### Texto mostrado
━━━━━━━━
En efecto, a lo largo de la historia esa ha sido una forma de expresar lo propio, lo nacional, lo autóctono, lo familiar; se proscribe y ataca lo opuesto, es decir, todo aquello que pueda poner en riesgo su anhelo de nación o que quiera crear un espejo en el que no desea reflejarse. Es ciertamente la forma más elemental y básica de afirmar lo nacional; tan simple que fácilmente se confunde con un juego de apariencias centrado en la derrota de quien represente el color opuesto.
Se trata, en efecto, de la forma de diferenciación social más primaria: el racismo. Primario porque dentro del proceso cognitivo del ser humano la etapa inmediata y básica es la percepción sensitiva y en concreto, la que capta la vista: el color del enemigo. En los populismos de derecha se añade un elemento que no suele presentarse en los de izquierda. Me refiero a esa forma tribal de identificar a los otros por su apariencia. Freud llama a esa manera de identificación “primera expresión de un lazo emocional con otra persona”.[24]
Si asumimos como punto de partida que el ser humano es un animal, condicionado como todos los animales por el mundo exterior, por la inmediatez, por el entorno, el clima, el hambre, etcétera, entonces ¿qué lo hace diferente del resto de los animales? Evidentemente la capacidad de superar esa inmediatez, de colocarse por encima de las apariencias y entender lo que hay detrás de ellas. Eso es por principio lo que queremos decir con la expresión animal racional. De tal manera que si una persona o un grupo humano afirma su ser negando los colores y rasgos aparenciales de lo que no es; es decir, a través del odio a los que son diferentes de él, no está remontando ese mundo, sino que se coloca al mismo nivel que cualquier otro animal, que reacciona solo por alteridad, esto es, por estímulos corporales básicos.
━━━━━━━━
[Registros de anotación de posiciones]
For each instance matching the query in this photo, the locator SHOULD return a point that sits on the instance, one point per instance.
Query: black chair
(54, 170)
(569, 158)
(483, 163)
━━━━━━━━
### Instrucciones
En el texto sobre el racismo y la afirmación de lo nacional, ¿qué nombre da Freud a esa manera de identificación?

### Respuesta
La llama «primera expresión de un lazo emocional con otra persona».